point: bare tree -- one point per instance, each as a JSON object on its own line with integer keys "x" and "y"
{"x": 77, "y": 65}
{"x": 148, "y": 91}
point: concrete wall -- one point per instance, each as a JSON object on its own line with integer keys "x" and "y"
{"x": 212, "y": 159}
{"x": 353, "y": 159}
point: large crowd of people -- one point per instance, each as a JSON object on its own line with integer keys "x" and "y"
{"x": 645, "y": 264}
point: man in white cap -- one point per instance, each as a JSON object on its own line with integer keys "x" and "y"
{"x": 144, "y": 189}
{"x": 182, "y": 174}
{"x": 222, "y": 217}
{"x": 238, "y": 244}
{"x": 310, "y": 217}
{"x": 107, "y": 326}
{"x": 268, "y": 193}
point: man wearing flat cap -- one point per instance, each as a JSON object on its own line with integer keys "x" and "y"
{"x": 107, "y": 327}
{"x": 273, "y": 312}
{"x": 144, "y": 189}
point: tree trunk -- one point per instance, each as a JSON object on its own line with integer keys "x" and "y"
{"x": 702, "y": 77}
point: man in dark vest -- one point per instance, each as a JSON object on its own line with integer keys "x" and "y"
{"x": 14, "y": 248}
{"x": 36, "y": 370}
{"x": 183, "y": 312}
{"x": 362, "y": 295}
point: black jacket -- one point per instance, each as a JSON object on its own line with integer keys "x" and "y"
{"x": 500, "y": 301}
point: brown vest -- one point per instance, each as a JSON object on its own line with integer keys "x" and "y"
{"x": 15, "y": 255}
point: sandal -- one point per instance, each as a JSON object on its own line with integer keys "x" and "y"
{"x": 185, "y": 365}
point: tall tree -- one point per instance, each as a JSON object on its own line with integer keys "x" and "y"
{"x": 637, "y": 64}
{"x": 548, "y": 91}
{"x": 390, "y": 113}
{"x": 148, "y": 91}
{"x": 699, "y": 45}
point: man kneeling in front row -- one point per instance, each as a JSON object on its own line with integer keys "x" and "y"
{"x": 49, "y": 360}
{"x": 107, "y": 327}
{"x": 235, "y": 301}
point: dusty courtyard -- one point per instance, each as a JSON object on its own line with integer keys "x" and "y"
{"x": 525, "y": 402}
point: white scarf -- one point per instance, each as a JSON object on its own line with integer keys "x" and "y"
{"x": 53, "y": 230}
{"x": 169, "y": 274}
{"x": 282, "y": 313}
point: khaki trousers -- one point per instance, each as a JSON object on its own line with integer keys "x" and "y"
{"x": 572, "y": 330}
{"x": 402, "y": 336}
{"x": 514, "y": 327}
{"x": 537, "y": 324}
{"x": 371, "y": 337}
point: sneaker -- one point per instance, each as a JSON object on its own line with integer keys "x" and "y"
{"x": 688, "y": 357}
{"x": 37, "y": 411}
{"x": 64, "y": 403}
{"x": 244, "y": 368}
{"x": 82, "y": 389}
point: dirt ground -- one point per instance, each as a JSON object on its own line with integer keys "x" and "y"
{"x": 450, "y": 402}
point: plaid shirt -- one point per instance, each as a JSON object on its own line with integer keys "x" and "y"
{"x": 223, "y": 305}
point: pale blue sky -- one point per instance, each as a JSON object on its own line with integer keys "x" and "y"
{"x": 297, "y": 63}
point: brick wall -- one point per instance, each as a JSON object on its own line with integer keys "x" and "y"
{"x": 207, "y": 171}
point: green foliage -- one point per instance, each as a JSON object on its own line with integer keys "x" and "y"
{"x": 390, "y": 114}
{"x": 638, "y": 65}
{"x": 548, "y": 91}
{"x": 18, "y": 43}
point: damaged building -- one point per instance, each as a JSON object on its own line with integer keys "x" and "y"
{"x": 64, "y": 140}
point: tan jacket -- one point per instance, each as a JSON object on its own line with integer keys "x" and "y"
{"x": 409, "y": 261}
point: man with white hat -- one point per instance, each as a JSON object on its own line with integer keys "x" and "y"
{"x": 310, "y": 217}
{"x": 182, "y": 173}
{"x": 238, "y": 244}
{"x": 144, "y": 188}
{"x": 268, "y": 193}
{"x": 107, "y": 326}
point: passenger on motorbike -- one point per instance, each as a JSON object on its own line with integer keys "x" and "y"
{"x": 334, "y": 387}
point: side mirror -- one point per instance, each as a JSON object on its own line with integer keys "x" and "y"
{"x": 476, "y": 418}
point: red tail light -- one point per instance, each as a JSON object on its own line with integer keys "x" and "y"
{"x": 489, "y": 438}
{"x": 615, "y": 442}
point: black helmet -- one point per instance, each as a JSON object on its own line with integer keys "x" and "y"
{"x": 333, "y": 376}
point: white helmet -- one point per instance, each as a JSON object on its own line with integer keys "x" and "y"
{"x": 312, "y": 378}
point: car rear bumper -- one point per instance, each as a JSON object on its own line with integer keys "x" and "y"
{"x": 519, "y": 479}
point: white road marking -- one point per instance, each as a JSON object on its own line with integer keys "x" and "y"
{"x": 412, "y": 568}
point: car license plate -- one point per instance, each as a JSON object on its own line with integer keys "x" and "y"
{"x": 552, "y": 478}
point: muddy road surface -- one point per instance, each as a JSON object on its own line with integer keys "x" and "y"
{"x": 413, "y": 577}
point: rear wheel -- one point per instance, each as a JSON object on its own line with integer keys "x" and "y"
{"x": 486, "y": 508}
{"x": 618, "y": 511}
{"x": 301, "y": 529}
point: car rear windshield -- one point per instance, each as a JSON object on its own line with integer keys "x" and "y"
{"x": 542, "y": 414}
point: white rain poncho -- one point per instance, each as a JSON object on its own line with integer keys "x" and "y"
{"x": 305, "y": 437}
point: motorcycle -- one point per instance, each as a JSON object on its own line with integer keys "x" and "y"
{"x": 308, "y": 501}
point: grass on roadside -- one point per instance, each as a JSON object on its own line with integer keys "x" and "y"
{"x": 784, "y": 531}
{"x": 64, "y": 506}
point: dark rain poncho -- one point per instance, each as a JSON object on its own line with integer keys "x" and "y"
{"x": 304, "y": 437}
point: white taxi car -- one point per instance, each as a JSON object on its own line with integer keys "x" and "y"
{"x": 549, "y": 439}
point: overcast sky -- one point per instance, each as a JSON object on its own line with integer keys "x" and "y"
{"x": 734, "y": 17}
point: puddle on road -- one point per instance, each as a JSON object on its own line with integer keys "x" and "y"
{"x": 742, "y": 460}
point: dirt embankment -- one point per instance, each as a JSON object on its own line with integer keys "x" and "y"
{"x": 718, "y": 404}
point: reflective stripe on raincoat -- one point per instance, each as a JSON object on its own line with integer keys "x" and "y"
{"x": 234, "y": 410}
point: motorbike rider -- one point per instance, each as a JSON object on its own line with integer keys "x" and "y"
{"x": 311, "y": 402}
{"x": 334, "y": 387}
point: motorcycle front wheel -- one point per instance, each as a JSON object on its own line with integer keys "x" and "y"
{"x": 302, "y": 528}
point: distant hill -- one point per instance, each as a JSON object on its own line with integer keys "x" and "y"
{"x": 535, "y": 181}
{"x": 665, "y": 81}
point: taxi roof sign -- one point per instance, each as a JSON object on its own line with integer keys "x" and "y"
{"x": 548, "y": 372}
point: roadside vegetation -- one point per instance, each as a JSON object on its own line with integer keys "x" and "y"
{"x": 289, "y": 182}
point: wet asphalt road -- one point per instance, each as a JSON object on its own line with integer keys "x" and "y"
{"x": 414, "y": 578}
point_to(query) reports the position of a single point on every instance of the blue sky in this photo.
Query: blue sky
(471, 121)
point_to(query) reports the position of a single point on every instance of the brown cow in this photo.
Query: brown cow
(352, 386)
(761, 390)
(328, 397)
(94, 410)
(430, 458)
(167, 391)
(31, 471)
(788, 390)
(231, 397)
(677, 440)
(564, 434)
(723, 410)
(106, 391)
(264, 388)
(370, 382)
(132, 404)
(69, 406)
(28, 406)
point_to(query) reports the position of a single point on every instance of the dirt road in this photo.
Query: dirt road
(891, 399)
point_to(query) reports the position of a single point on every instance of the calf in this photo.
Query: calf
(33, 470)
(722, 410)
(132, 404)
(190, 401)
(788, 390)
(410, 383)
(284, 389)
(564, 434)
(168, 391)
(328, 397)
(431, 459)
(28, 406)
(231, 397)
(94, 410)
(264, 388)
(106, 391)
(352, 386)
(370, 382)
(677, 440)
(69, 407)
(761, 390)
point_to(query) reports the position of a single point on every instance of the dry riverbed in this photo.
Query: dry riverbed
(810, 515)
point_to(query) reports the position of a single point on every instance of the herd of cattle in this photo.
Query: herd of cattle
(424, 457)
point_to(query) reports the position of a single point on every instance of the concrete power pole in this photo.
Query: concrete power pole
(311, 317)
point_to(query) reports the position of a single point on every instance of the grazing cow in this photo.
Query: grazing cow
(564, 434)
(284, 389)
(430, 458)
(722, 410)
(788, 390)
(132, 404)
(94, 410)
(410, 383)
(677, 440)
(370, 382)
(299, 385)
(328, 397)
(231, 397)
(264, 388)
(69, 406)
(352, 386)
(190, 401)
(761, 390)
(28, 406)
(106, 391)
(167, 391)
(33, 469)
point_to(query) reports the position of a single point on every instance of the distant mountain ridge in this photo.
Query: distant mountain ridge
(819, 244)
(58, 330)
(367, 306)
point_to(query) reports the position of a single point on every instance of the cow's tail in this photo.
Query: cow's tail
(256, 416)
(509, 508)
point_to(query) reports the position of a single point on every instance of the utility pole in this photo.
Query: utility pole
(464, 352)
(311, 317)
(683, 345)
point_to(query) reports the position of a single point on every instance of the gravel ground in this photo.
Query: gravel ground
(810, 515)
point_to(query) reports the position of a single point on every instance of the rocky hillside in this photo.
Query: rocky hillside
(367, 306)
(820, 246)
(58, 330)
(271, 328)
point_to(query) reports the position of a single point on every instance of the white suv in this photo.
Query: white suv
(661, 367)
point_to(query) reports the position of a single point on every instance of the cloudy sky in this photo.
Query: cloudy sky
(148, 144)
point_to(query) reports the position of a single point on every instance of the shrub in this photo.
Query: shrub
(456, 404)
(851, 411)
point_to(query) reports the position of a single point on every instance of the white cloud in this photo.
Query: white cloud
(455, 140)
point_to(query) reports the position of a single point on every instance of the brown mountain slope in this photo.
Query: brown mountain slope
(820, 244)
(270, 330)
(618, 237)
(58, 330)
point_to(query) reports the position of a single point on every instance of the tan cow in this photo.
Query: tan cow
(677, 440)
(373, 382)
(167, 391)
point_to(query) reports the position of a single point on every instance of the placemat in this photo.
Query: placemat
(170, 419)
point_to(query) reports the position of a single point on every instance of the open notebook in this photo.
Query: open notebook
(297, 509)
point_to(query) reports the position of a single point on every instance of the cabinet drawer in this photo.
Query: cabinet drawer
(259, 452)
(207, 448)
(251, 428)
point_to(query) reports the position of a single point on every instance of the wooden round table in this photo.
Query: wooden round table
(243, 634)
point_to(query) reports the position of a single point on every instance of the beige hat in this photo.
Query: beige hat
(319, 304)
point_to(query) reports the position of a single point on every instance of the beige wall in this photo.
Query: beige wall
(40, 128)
★ ★ ★ ★
Repeat exactly the lines from the line containing "cloudy sky in this photo." through the end of the listing above; both boundary lines are part of the output.

* **The reply**:
point_to(query) reports the position of a single point on every instance of the cloudy sky in this photo.
Query: cloudy sky
(148, 144)
point_to(query) reports the position of a single point on every instance of the shrub in this photo.
Query: shrub
(456, 404)
(851, 411)
point_to(query) reports the position of a single point on every instance of the white cloud in this photo.
Query: white cloud
(455, 140)
point_to(query) reports the position of a single point on every instance of the brown mountain slope in this photo.
Query: brown mountain slope
(820, 244)
(270, 330)
(618, 237)
(58, 330)
point_to(query) reports the position of a single point on every instance of the tan cow in this photo.
Query: tan cow
(677, 440)
(373, 382)
(167, 391)
point_to(query) reports the position of a single point on every instance of the placemat in this photo.
Query: placemat
(170, 419)
point_to(query) reports the position of a single point on every instance of the open notebook in this photo.
Query: open notebook
(297, 509)
point_to(query) reports the position of a single point on every instance of the cabinet drawer in this photo.
Query: cabinet drawer
(259, 452)
(207, 448)
(251, 428)
point_to(query) reports the position of a single point on every instance of the wooden round table in this photo.
Query: wooden round table
(243, 634)
point_to(query) reports the position of a single point on every instance of the beige hat in this photo.
Query: beige hat
(319, 304)
point_to(query) reports the position of a single point on every instance of the beige wall in this photo.
Query: beige wall
(40, 128)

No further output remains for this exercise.